Exercise a »
List every shoe model named in the Reebok history below.

Foster’s running shoes were the elite athletic item of their era. A large number of professional athletes used his shoes.

J W Foster & Sons advertised that 90 percent of English and Scottish football league clubs used their shoes for training by 1922. The firm also supplied the 1924 British Olympic track team.

J W Foster & Sons advertised itself as the oldest manufacturer of entirely handmade running shoes in the world by 1926.

C Ellis broke the one mile running record wearing Foster’s shoes in 1928. Percy Williams (1908 – 1982) used Foster’s shoes to win the 100m and 200m races at the 1928 Olympic games.

Joseph William Foster died in 1933 and left an estate valued at £5,598. His two sons, John William Foster (1902 – 1960) and James William Foster (1906 – 1976) took over the business.

Army boots were produced during the Second World War.

Reebok is established; expansion in North America
German rivals Adidas and Puma began to entered the athletic shoe market from the post-war period, with lower-cost and more effective models.

The founder’s grandsons, Joseph “Joe” William Foster (born 1935) and Jeffrey “Jeff” William Foster (1933 – 1980), entered into the business during this period.

After returning from national service, the two brothers became frustrated at their fathers’ lack of vision. The business was not adapting to their rivals, and did not pursue sales or overseas markets.

The two brothers broke free from their fathers, and established Reebok at Bury in 1958 in order to manufacture their own athletic shoes. Joe Foster was the chairman and managing director, whilst Jeff Foster had responsibility for production.

The Reebok brand was well known throughout the North West of England by the 1970s.

Following the death of James W Foster in 1976, J W Foster & Sons was absorbed into Reebok.

A new footwear range was introduced in 1978: the Aztec trainer, the Midas racing shoe and the Inca spiked track shoe. All three products received a five-star review in Runner’s World, an influential American magazine.

Joe Foster sold the American sales rights for Reebok to Paul Fireman (born 1944), an affable and easygoing outdoor equipment marketer, for $65,000 in 1979.

Assembly of Reebok shoes was transferred to South Korea, where production costs were lower, from 1980. Shoe components continued to be manufactured in the original factory in Bury.

Reebok registered United States sales of around $300,000 in 1980.

High demand saw Reebok USA suffer from cash flow problems. Stephen Rubin (born 1937) acquired 55 percent of Reebok USA for $77,500 in August 1981. Rubin contributed knowledge of the sports shoe market, and experience with Asian outsourcing.

Reebok identified the growing market for aerobics, and launched two shoes, Freestyle and Energizer, in 1982. Total US sales had climbed to $12.9 million by the end of 1983. Meanwhile, Nike was suffering a downturn, which allowed Reebok to flourish.

Production capacity at Bury was doubled to 1,000 pairs a week in 1983. Reebok was the fourth largest manufacturer of training shoes in Britain with a ten percent market share, behind Nike, New Balance and Adidas.

A 1985 advertisement for the Reebok Freestyle

Reebok International and Reebok USA merged in April 1984. Stephen Rubin maintained his 55 percent stake and was named chairman of Reebok International. Paul Fireman was named President and CEO of Reebok International, and held the remaining 45 percent share.

Input »

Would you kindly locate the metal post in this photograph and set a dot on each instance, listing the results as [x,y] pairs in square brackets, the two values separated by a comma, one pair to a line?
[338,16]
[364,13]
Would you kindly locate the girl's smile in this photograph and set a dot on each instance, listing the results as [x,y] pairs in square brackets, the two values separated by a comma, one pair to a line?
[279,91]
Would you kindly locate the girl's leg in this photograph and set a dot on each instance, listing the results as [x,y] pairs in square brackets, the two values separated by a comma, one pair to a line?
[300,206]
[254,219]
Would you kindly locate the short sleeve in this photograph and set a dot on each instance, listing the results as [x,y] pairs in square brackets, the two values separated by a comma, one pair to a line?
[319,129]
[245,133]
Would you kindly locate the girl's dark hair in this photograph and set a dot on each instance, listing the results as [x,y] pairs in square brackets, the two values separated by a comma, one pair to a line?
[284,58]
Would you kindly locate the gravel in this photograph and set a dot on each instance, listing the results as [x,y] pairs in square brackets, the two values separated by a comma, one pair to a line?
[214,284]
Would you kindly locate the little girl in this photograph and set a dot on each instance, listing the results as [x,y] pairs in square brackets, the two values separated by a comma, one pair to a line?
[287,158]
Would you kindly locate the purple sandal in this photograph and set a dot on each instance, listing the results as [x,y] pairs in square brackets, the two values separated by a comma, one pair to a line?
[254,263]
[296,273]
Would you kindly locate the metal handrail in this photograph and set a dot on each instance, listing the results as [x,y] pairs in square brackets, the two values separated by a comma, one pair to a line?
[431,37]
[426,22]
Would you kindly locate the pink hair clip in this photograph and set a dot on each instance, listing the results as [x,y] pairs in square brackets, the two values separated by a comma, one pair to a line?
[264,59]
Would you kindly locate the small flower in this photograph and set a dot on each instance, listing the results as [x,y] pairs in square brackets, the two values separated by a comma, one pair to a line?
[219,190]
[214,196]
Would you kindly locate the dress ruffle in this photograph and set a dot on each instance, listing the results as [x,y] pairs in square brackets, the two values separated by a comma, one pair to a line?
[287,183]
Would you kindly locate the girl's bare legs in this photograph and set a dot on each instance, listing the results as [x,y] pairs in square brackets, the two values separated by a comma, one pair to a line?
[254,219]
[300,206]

Exercise b »
In the rows, start at the line containing "Would you kindly locate the dress" and continue through the last line of the rows. Swap "Would you kindly" for "Could you please" and give those lines back with nothing else altered.

Solution a »
Aztec
Midas
Inca
Freestyle
Energizer

Solution b »
Could you please locate the dress ruffle in this photograph and set a dot on each instance, listing the results as [x,y] pairs in square brackets, the two values separated by a comma, one pair to a line?
[287,183]
Could you please locate the girl's bare legs in this photograph and set a dot on each instance, listing the results as [x,y] pairs in square brackets, the two values separated by a comma, one pair to a line?
[254,219]
[300,206]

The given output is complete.